What the task asks
Pick out and copy each line of the items below that contains the word "provide".

Raw records
§
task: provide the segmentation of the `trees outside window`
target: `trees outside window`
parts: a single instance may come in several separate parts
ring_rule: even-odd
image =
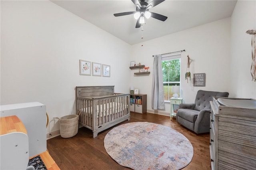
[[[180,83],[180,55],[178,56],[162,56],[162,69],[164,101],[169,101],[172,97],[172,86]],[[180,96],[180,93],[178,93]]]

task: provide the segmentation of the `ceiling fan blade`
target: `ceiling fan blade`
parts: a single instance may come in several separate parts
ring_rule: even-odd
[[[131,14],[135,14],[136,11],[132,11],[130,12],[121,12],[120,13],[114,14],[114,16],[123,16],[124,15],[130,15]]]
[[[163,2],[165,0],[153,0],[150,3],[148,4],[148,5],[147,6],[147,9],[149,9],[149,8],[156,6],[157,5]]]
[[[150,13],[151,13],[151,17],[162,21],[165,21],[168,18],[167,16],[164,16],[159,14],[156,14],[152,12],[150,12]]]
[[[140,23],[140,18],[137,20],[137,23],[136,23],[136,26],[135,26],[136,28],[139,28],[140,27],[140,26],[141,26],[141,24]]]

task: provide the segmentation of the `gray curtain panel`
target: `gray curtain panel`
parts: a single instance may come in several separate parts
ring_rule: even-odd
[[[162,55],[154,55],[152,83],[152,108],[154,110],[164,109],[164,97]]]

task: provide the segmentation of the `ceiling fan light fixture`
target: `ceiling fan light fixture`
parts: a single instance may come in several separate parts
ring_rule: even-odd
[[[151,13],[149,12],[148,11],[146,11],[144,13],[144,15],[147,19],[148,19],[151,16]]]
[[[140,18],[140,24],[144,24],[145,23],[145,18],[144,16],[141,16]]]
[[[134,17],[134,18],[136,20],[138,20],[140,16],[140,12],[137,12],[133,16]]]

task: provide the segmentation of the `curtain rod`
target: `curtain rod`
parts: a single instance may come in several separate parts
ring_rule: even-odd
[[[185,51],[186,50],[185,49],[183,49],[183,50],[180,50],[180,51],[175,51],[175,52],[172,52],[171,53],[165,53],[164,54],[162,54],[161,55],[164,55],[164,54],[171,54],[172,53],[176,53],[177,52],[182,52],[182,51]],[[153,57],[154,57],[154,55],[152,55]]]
§
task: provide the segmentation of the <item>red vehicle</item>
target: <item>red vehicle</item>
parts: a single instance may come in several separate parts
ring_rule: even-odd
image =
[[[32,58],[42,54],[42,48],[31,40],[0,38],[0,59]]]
§
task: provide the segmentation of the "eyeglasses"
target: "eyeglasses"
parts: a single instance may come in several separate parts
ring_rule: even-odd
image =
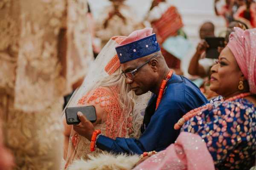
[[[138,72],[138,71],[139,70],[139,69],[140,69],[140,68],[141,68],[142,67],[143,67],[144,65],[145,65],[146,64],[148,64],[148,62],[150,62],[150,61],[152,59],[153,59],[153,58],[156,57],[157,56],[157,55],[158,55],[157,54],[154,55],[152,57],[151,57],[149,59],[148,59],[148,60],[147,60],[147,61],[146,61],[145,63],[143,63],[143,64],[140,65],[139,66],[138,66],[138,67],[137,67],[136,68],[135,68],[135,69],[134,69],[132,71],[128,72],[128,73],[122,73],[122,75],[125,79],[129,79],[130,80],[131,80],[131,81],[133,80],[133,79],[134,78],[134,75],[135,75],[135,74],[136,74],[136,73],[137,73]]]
§
Full answer
task: provide the segmentation of the `trees outside window`
task: provide the segmentation of the `ceiling fan blade`
task: provide the segmentation of the `gray curtain panel`
task: provide the segmentation of the `ceiling fan light fixture`
task: provide the segmentation of the `curtain rod`
task: provide the segmentation of the <item>red vehicle</item>
task: provide the segmentation of the "eyeglasses"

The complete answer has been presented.